Selected extract:
○ ○ ○ ○ ○
— from Alex MacLeod —
A year or so ago I reported that we OPALCO ratepayers had forked over nearly $400,000 in total compensation in 2017 to our general manager, Foster Hildreth. I wrote at the time that if his pay increased in 2018 at the same rate it had his first two years we’d be paying him as much as $440,000 in 2018.
Little did I appreciate the fiscal profligacy of our board.
Foster’s total compensation for 2018 — the last year such information must be made public — rose to almost $456,000, an increase year-over-year of a little over 14%. Over the four prior years, his compensation rose about 50%, an increase that might possibly be justified either by outstanding performance or overcoming significant business obstacles, neither of which
occurred.
Those of us who pay for this compensation might not be concerned had our electricity bills increased more in line with the cost of that electricity to our cooperative, but that hasn’t happened.
We also might be OK if Rock Island Communications, which we’ve also paid for, had been meeting its financial goals and were pumping profits back into the cooperative, as we were promised it would by now. That hasn’t happened, either. Last year we were told that would happen this year. Now we’re told it will be at least another three years before it might.
○ ○ ○ ○ ○
Data:

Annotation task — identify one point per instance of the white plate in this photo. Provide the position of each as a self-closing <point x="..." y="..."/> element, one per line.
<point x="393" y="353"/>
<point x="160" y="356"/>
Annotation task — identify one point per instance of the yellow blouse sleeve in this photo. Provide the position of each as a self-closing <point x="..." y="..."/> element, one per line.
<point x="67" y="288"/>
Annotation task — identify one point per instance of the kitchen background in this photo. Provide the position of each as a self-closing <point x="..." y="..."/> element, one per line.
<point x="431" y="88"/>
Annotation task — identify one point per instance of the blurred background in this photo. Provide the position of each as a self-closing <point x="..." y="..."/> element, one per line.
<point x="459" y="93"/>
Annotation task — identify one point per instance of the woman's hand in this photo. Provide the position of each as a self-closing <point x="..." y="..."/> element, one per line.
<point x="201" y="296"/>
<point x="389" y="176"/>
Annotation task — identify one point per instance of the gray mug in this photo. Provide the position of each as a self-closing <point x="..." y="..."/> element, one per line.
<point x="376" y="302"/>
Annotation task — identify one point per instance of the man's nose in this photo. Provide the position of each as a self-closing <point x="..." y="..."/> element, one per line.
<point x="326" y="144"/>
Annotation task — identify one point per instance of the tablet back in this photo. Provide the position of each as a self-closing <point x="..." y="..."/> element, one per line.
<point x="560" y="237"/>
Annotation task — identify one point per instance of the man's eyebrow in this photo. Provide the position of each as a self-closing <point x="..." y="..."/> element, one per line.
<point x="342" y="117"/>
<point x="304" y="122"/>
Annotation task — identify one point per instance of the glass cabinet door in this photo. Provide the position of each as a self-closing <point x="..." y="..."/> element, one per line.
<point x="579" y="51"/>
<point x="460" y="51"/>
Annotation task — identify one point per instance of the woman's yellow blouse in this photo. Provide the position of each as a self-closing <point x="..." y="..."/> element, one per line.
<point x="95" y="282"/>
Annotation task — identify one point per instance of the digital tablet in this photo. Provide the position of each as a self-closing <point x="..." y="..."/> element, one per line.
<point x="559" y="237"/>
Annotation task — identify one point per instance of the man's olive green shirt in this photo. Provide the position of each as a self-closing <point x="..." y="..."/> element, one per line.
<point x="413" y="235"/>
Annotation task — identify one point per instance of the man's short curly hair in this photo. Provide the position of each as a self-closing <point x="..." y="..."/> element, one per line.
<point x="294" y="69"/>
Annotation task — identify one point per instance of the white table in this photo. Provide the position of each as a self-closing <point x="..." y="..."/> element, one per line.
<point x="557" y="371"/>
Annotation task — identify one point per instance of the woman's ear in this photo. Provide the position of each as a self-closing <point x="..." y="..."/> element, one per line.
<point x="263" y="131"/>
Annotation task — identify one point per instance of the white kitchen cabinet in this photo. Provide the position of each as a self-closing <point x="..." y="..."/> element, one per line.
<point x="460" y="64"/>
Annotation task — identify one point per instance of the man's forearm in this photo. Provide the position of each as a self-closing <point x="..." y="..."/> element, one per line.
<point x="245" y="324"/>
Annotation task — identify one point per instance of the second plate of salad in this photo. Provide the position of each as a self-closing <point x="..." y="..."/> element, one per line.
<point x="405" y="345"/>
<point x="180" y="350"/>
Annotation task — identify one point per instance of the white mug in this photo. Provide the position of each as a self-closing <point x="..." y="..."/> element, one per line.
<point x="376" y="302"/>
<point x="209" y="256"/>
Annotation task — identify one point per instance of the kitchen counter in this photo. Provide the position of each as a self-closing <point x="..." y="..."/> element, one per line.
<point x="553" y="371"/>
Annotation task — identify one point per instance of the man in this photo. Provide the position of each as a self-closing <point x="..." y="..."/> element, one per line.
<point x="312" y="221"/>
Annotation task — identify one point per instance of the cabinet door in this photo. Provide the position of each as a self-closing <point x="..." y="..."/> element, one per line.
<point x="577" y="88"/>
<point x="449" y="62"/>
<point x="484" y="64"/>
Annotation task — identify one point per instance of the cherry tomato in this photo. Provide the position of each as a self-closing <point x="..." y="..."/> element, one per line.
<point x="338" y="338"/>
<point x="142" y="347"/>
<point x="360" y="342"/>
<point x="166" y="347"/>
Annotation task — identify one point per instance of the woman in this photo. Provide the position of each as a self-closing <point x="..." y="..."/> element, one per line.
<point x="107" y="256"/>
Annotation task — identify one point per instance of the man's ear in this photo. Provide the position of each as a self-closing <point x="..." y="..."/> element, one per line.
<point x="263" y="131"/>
○ ○ ○ ○ ○
Written request: Please give the 2018 total compensation of the general manager named in the letter about OPALCO pay above.

Full output: Almost $456,000.